O matko! Normalnie nie wiem co powiedzieć. Pierwszy raz w życiu ktoś chwali mój ośli upór
Oglądajac Wasze ogrody, pełne pięknych kompozycji i kolekcjonerskich roślin jestem czasem na siebie zła za to, że wymyśliłam sobie, że ogród zacznę robić dopiero wtedy, gdy stworzę roślinkom dogodniejsze warunki do rośnięcia. Sąsiadom ogrody robiły firmy. Wpadało na teren pobudowlany kilkanaście osób i w dwa tygodnie robiły piękne ogrody. I te ogrody są piękne, mimo że po randapie i tuczone Azofoską i innymi Osmokote. A u mnie przez 4 lata wykopki, przekopki i beznadziejnie łyse pole... No i kompostowniki, które psują "rezydencjonalny charakter okolicy", jak raczyła zauważyć jedna z moich sąsiadek (oczywiście nie mi w oczy
). Ale ja niestety już tak mam, że jak coś zacznę, to muszę skończyć, choćby nie wiem co...
Waldku- jeszcze raz dzięki za pochwały. mam nadzieję, że rzeczywiście słuszną drogę obrałam. Bo się tak namęczyc bez sensu to bez sensu by było
Olu- a ja oglądając Twój ogród myślę zawsze " Boszesz, kiedy u mnie wreszcie busz będzie!". Musimy się wreszcie jakoś nawiedzić!
Marta- las z szałwii muszkatulowej też przerobiłam
A nasturcję jeszcze posadzę!
Magda- moja znajoma zmusiła męża do zbierania końskich kup z dogi w czasie powrotu z wakacji na Kaszubach. Przez całą Polskę. Przy niej czuję się czasami jak osoba zrównoważona, a nie ogrodomaniaczka
Zbieraj, zbieraj urobek. Nie wiem, jak koński obornik ma się do piasków, ale Roma może pewnie coś podpowiedzieć.

Zawartość zbioru
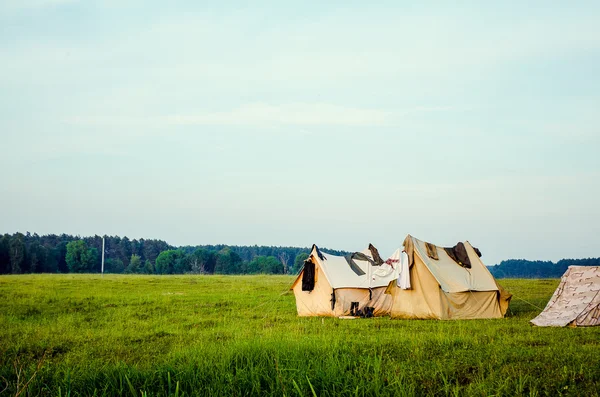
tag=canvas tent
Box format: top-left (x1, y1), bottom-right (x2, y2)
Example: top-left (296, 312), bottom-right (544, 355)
top-left (531, 266), bottom-right (600, 327)
top-left (386, 235), bottom-right (511, 320)
top-left (291, 245), bottom-right (400, 317)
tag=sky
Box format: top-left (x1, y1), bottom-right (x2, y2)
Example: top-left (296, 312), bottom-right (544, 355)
top-left (0, 0), bottom-right (600, 265)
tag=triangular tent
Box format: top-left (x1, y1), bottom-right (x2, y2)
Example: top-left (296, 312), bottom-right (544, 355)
top-left (531, 266), bottom-right (600, 327)
top-left (386, 235), bottom-right (511, 320)
top-left (291, 245), bottom-right (400, 317)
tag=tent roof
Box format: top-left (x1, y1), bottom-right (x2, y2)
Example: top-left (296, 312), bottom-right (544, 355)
top-left (299, 245), bottom-right (400, 289)
top-left (531, 266), bottom-right (600, 327)
top-left (404, 234), bottom-right (498, 293)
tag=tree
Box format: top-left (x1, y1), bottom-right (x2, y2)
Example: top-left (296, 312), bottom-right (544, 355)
top-left (154, 250), bottom-right (189, 274)
top-left (125, 254), bottom-right (142, 273)
top-left (188, 248), bottom-right (215, 274)
top-left (0, 234), bottom-right (10, 274)
top-left (247, 256), bottom-right (284, 274)
top-left (144, 259), bottom-right (154, 274)
top-left (65, 240), bottom-right (98, 273)
top-left (8, 233), bottom-right (25, 274)
top-left (215, 247), bottom-right (243, 274)
top-left (291, 252), bottom-right (308, 274)
top-left (277, 251), bottom-right (290, 274)
top-left (104, 258), bottom-right (125, 274)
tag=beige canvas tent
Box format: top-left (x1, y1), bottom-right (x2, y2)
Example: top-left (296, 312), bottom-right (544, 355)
top-left (531, 266), bottom-right (600, 327)
top-left (386, 235), bottom-right (511, 320)
top-left (291, 245), bottom-right (400, 317)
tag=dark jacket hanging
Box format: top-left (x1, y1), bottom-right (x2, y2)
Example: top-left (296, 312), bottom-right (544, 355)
top-left (302, 260), bottom-right (315, 291)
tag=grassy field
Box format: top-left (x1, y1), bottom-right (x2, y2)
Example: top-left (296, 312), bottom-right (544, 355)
top-left (0, 275), bottom-right (600, 396)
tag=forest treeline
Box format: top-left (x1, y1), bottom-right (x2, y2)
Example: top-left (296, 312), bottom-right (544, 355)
top-left (488, 258), bottom-right (600, 278)
top-left (0, 233), bottom-right (345, 274)
top-left (0, 233), bottom-right (600, 278)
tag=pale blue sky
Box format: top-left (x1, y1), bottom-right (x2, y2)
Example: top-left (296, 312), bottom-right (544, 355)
top-left (0, 0), bottom-right (600, 264)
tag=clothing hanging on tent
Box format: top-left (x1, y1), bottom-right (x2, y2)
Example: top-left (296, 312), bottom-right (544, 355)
top-left (398, 251), bottom-right (410, 289)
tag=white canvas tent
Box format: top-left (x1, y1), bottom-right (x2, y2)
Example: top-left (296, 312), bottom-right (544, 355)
top-left (291, 245), bottom-right (400, 316)
top-left (531, 266), bottom-right (600, 327)
top-left (386, 235), bottom-right (511, 320)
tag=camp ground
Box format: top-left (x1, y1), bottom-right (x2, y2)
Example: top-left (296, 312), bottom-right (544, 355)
top-left (291, 241), bottom-right (400, 317)
top-left (531, 266), bottom-right (600, 327)
top-left (291, 235), bottom-right (511, 320)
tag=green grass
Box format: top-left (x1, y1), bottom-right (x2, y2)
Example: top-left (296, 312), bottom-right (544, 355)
top-left (0, 275), bottom-right (600, 396)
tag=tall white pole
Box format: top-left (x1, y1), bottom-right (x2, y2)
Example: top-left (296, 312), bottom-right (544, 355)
top-left (102, 236), bottom-right (104, 276)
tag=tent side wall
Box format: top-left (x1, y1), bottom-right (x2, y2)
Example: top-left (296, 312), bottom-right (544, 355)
top-left (333, 287), bottom-right (392, 316)
top-left (292, 263), bottom-right (334, 317)
top-left (388, 255), bottom-right (443, 319)
top-left (388, 251), bottom-right (508, 320)
top-left (442, 291), bottom-right (504, 320)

Twoje zadanie
Dopisz kilka zdań ciągu dalszego wpisu o zakładaniu ogrodu, zaczynając zaraz po jego ostatnim zdaniu.

Odpowiedź
Cieszę się, że się Wam podoba moja epopeja już prawie
Jak zaczynałam pisać, myślałam raczej o tym, żeby zebrać w jednym miejscu historię powstawania ogrodu, bo pamięć ludzka jest bardzo zawodna... No i pomyślałam sobie, o podobnych jak ja biedakach, walczących z nieprzyjazną materią glińska, którzy błądzą po omacku, starając się jakoś poprawić tą swoją ziemię. Może moja walka komuś pomoże zapanować nad tym paskudztwem. Jak zaczynałam prace nad ogrodem, to rozwalały mnie teksty: glebę gliniastą należy rozluźnić piaskiem... Wsypałam tony piachu i nie dawało to żadnego efektu
W sumie nie wiem, co się z nim stało. Wypłukało go? Bez wsparcia merytorycznego i emocjonalnego, jakie uzyskałam na kilku forach, uznałabym, że taka już moja karma i ograniczyłabym się do trawnika otoczonego tujami atakowanymi ciągle przez choroby grzybowe...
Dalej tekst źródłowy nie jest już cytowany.